▶ **Exercise details**
Copy out the records from the line holding "Could you please locate the beige" through the line holding "0;108;640;363", inclusive, reproducing each line without change.

## START

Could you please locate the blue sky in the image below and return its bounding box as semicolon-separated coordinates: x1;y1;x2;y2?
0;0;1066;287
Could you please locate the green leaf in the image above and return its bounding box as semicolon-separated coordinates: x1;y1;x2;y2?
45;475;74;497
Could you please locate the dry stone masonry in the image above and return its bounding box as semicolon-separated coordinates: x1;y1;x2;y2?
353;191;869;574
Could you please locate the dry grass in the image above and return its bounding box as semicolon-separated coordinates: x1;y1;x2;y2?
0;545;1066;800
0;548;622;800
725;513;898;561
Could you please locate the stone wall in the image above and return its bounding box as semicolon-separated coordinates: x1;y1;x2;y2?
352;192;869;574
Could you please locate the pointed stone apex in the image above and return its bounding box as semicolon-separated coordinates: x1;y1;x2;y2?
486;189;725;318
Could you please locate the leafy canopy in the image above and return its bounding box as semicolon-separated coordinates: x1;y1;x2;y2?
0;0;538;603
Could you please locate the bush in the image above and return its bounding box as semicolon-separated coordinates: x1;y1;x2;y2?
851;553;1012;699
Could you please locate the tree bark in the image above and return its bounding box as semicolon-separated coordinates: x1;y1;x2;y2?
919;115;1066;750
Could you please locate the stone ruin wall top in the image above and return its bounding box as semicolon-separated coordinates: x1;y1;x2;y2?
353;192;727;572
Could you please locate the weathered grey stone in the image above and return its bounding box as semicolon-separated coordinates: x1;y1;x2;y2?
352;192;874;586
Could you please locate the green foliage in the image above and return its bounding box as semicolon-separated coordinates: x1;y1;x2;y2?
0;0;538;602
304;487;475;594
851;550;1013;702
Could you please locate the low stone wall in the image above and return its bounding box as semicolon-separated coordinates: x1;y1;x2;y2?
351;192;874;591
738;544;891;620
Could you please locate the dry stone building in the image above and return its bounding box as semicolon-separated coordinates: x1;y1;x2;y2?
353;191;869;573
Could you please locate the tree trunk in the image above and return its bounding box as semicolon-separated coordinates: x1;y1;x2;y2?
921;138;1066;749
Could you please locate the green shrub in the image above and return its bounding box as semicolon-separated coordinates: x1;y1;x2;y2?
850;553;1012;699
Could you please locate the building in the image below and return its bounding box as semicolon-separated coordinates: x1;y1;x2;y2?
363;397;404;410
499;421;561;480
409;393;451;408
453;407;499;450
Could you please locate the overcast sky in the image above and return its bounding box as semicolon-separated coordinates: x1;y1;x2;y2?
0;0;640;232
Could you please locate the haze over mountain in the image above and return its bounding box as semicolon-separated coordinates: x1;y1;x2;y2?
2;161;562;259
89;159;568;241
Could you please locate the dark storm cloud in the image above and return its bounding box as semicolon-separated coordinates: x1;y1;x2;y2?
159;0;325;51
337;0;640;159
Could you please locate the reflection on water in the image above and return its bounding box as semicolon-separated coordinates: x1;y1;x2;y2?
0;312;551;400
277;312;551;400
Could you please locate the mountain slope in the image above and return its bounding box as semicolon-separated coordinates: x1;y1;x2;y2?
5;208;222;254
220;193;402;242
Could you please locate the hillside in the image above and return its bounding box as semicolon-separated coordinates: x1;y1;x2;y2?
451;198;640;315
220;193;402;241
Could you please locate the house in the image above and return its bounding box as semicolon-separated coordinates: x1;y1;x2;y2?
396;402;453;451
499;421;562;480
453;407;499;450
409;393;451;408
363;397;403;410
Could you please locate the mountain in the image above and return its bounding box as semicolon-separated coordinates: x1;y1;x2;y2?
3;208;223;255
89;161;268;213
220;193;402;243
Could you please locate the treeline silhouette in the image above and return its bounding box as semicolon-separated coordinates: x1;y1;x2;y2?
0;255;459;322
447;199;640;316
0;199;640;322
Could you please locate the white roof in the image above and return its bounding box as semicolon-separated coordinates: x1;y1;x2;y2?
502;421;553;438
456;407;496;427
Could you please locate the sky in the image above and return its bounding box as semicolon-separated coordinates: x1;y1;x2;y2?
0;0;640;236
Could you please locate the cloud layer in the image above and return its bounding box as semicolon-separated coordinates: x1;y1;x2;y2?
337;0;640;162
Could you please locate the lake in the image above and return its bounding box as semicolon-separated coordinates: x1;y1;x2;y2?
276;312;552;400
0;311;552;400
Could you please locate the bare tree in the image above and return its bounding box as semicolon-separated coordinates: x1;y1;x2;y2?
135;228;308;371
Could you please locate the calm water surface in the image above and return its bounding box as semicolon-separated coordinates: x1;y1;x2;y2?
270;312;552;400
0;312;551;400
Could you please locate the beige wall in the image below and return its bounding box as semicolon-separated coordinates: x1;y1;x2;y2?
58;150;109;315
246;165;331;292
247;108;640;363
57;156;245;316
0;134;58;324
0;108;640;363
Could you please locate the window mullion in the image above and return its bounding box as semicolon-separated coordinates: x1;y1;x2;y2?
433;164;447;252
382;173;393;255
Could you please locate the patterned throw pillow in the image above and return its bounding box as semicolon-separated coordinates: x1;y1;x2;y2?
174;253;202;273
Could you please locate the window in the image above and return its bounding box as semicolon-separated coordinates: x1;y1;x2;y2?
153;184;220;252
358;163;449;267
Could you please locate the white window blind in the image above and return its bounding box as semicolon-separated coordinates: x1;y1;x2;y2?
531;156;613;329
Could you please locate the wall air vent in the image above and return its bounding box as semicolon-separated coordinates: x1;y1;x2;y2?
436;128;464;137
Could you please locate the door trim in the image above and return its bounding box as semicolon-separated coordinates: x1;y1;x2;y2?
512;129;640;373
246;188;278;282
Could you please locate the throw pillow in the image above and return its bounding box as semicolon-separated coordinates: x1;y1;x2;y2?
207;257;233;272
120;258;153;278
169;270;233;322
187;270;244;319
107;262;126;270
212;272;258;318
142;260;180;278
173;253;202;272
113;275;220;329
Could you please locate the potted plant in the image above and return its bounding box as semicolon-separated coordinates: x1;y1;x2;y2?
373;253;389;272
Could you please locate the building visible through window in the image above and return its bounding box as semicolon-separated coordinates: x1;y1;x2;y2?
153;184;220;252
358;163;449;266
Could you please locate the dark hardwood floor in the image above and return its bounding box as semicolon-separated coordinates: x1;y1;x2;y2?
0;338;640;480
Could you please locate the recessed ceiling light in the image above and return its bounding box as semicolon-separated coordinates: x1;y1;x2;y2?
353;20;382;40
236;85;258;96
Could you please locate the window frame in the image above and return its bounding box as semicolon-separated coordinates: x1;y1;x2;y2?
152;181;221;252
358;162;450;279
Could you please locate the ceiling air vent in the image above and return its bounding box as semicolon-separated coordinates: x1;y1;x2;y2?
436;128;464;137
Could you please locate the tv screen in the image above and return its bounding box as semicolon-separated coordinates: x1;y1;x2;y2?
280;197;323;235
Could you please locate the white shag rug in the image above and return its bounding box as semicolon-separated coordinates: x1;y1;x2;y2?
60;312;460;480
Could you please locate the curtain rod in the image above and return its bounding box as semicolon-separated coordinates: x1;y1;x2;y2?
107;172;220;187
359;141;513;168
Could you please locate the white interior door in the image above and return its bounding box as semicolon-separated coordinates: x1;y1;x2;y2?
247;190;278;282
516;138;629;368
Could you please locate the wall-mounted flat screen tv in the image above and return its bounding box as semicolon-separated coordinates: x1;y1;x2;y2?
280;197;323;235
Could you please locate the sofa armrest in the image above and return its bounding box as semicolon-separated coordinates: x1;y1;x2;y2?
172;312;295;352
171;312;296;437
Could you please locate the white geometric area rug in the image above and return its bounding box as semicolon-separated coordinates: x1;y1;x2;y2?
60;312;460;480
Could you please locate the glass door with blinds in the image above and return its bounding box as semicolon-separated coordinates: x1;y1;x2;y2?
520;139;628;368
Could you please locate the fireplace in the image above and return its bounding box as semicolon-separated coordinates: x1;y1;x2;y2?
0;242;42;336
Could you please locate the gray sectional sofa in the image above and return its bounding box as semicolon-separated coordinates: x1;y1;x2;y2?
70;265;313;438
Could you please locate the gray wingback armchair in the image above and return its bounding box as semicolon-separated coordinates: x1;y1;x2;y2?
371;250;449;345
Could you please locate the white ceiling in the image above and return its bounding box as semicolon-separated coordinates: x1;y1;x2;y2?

## END

▶ **Solution to this exercise**
Could you please locate the beige wall in the image below and return its bounding box as semicolon-separated coordinates: x1;y1;x2;y2?
58;150;109;315
246;165;331;292
247;108;640;363
57;156;245;316
0;134;58;324
0;108;640;363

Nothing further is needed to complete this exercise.